§ **Source text**
At the age of four, just before I started working with Sue, my mother sat in a meeting with my school’s administrators in which she was informed that I would never be encouraged to walk during school. Their justification was that encouraging me to walk was an unreasonable goal. Despite my mother’s protests and evidence to the contrary, none of the administrative experts or physical therapists would concede. Finally a student teacher raised her hand and said that she would give up her lunch hour to teach me skills I would need for walking. She never got to see me walk without the walker that she had to tape my hands to. She never saw me on roller-skates. But something told her those efforts were not wasted.
One wonders what the reaction would be if my mother had brought in a pair of skates.
No man is ever made to live his life as he would wear a hand-me-down pair of shoes. It is not the role of anybody else to break in the seams and canvass of the pair of cross trainers, and then hand them back to you explaining what they are and are not capable of. That is your task, nobody else is permitted to unless you allow it.
What Sue realized and other therapists did not, is that even though I would never be a roller derby queen, there were things to be learned which roller-skating exemplified. Things like flexing one’s hips, finding core strength, regaining a center of gravity, and even the coordination it takes to bring one foot consistently in front of the other, all are skills which a pair of skates can challenge you to master more than being on your own two feet. Like football players taking ballet lessons to improve their game, Sue never expected me to become a great skater. And if I had become one, that point would be moot. What she was interested in is that I learned how to walk to the best of my ability. And if it took a pair of roller skates to learn that, then who was anyone to say that roller skating did not lend itself to a reasonable therapy goal?

§ **Provided information**

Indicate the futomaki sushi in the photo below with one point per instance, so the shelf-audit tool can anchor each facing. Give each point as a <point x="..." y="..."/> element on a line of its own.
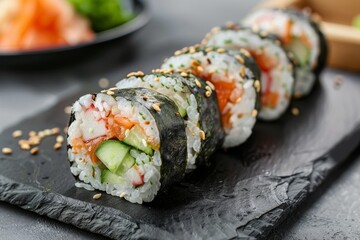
<point x="301" y="36"/>
<point x="277" y="72"/>
<point x="235" y="77"/>
<point x="130" y="143"/>
<point x="198" y="109"/>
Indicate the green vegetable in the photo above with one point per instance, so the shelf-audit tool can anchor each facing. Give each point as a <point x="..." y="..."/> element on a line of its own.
<point x="103" y="14"/>
<point x="112" y="153"/>
<point x="111" y="178"/>
<point x="136" y="138"/>
<point x="356" y="22"/>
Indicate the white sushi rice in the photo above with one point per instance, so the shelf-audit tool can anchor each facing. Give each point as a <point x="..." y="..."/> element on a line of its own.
<point x="90" y="175"/>
<point x="225" y="67"/>
<point x="183" y="98"/>
<point x="282" y="77"/>
<point x="275" y="23"/>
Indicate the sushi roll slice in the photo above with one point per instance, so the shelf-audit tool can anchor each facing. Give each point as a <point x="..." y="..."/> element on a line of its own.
<point x="277" y="72"/>
<point x="130" y="143"/>
<point x="199" y="111"/>
<point x="234" y="76"/>
<point x="301" y="36"/>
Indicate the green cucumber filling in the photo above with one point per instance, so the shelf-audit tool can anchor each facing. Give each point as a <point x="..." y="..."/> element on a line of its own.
<point x="301" y="52"/>
<point x="116" y="157"/>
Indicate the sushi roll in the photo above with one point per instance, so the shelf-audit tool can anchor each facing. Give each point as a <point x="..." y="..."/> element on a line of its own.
<point x="301" y="36"/>
<point x="277" y="72"/>
<point x="199" y="110"/>
<point x="235" y="78"/>
<point x="130" y="143"/>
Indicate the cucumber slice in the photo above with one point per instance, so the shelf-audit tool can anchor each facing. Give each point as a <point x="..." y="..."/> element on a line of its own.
<point x="112" y="153"/>
<point x="112" y="178"/>
<point x="126" y="164"/>
<point x="300" y="51"/>
<point x="136" y="138"/>
<point x="182" y="112"/>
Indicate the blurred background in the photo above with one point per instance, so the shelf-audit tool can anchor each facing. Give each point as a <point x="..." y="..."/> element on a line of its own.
<point x="55" y="49"/>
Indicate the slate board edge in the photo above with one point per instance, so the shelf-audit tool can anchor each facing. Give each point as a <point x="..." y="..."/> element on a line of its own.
<point x="100" y="219"/>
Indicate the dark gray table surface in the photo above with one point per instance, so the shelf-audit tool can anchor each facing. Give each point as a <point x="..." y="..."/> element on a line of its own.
<point x="331" y="212"/>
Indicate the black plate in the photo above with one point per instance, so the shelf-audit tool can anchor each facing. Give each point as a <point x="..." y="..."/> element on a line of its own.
<point x="68" y="54"/>
<point x="245" y="193"/>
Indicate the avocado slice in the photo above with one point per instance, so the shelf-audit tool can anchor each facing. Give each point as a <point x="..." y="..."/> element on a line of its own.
<point x="112" y="153"/>
<point x="126" y="164"/>
<point x="111" y="178"/>
<point x="137" y="139"/>
<point x="300" y="51"/>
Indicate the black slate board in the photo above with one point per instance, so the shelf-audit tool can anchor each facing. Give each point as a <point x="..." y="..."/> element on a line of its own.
<point x="245" y="192"/>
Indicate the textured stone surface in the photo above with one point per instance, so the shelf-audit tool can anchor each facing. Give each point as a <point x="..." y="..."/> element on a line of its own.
<point x="244" y="193"/>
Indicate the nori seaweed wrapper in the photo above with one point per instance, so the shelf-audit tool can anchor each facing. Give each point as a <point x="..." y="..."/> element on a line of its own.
<point x="173" y="148"/>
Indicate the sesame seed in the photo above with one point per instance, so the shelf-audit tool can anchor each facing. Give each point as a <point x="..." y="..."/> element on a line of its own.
<point x="34" y="151"/>
<point x="25" y="146"/>
<point x="211" y="85"/>
<point x="34" y="141"/>
<point x="110" y="93"/>
<point x="22" y="141"/>
<point x="295" y="111"/>
<point x="298" y="95"/>
<point x="216" y="29"/>
<point x="242" y="71"/>
<point x="263" y="33"/>
<point x="204" y="41"/>
<point x="230" y="24"/>
<point x="221" y="50"/>
<point x="198" y="83"/>
<point x="254" y="113"/>
<point x="7" y="151"/>
<point x="211" y="71"/>
<point x="240" y="59"/>
<point x="55" y="130"/>
<point x="257" y="85"/>
<point x="67" y="109"/>
<point x="57" y="146"/>
<point x="104" y="83"/>
<point x="60" y="139"/>
<point x="209" y="49"/>
<point x="32" y="133"/>
<point x="140" y="73"/>
<point x="131" y="74"/>
<point x="47" y="132"/>
<point x="156" y="107"/>
<point x="97" y="196"/>
<point x="339" y="79"/>
<point x="255" y="28"/>
<point x="17" y="133"/>
<point x="202" y="134"/>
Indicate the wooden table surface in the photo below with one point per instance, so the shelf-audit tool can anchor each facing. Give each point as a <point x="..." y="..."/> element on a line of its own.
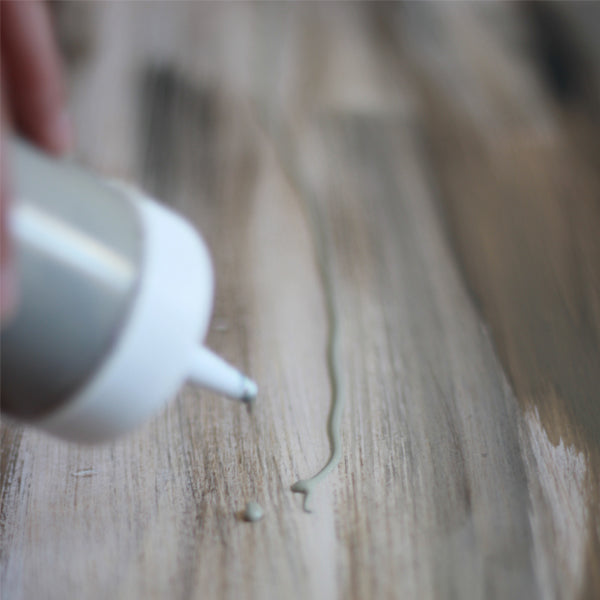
<point x="414" y="189"/>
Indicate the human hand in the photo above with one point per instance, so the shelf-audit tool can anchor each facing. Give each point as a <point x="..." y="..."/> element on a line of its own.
<point x="32" y="101"/>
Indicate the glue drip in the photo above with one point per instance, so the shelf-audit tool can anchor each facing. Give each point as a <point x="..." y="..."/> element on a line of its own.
<point x="306" y="486"/>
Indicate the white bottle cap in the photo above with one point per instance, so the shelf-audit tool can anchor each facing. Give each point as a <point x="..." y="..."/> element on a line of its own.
<point x="158" y="347"/>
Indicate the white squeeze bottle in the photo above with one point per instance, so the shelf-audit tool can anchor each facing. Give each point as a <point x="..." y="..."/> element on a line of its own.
<point x="115" y="301"/>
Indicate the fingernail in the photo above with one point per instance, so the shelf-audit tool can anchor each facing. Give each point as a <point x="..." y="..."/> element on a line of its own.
<point x="60" y="133"/>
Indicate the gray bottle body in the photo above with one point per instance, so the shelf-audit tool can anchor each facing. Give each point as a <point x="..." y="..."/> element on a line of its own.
<point x="78" y="248"/>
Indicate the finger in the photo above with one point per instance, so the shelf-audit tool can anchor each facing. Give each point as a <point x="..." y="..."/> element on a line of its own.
<point x="8" y="288"/>
<point x="33" y="74"/>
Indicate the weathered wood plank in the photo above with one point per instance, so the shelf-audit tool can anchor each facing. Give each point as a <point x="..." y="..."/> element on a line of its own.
<point x="325" y="165"/>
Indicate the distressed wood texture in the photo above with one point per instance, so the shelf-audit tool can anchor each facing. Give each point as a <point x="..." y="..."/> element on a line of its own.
<point x="430" y="174"/>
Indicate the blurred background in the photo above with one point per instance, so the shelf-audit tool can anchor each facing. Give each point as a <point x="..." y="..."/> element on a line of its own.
<point x="502" y="99"/>
<point x="407" y="142"/>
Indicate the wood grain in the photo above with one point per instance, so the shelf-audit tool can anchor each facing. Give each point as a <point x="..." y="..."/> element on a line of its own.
<point x="455" y="209"/>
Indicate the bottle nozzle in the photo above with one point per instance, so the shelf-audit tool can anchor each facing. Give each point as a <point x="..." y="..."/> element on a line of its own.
<point x="212" y="372"/>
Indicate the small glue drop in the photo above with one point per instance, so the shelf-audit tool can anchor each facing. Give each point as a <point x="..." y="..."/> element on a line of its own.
<point x="253" y="512"/>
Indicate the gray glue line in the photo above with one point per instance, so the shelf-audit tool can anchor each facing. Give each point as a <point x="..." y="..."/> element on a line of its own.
<point x="285" y="155"/>
<point x="306" y="486"/>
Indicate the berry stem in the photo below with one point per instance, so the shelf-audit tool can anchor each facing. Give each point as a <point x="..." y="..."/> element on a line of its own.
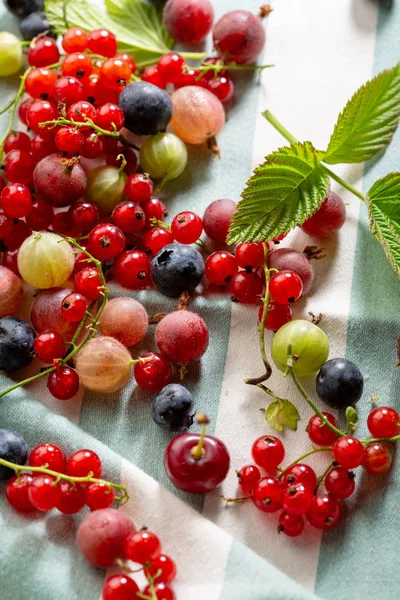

§ **What to do**
1. In the essay about roller-skating as therapy, condense the paragraph beginning "What Sue realized and other therapists did not" into a short bulleted list that keeps its main points.
2. Write the next part of the essay about roller-skating as therapy, starting right after its final paragraph.
You won't need any of the lines to do this work.

§ **Responses to the tasks**
1.
- Sue saw what other therapists missed: I would never be a roller derby queen, but roller-skating showed skills worth learning.
- These skills were flexing the hips, building core strength, regaining a center of gravity, and coordinating one foot steadily in front of the other.
- Skates can push a person to master these skills more than walking on their own two feet.
- Like football players who take ballet to improve their game, I wasn't expected to become a great skater.
- Sue's goal was for me to walk as well as I could.
- If roller skates helped with that, no one could say skating wasn't a reasonable therapy goal.

2.
Eventually I lost interest in the roller skates. I think I brought in a bike instead. And when I got my permit, Sue and a few other therapists took me out to learn to drive. Which is pretty impressive given that I came to the therapy centre at the age of 8 months with the expectation of never accomplishing the skills of speech and being able to sit up independently. It is the people who refuse to stop because hope may bring disappointment, refuse to believe that any dream is unreasonable, and strive for something which is deemed useless, who have the richest lives and greatest victories. The people who live life safely, refusing to reach beyond what is in easy grasp, have no claim on the lives of those that do.
After I was halfway through college, I went back to the therapy centre for a visit. Walking down the hall, I saw a small boy grasping desperately at the wall for balance. He was trying to move forward despite being attached to a set of roller skates. At a closer look, I saw they were the adjustable kind which attached to shoes. They bore the initials of the therapy clinic. Some therapist obviously thought they would be a good investment for teaching disabled children. The boy’s own therapist was encouraging him to move away from the wall. In answer to his protests and fears of falling she said “yeah, so what? Not like you haven’t fallen before.” I couldn’t help but smile.
Those who refuse to fall cannot learn to walk. They will look at a pair of brand new roller skates and never try them on. And eventually, they will do everything possible not to let a loved one fly.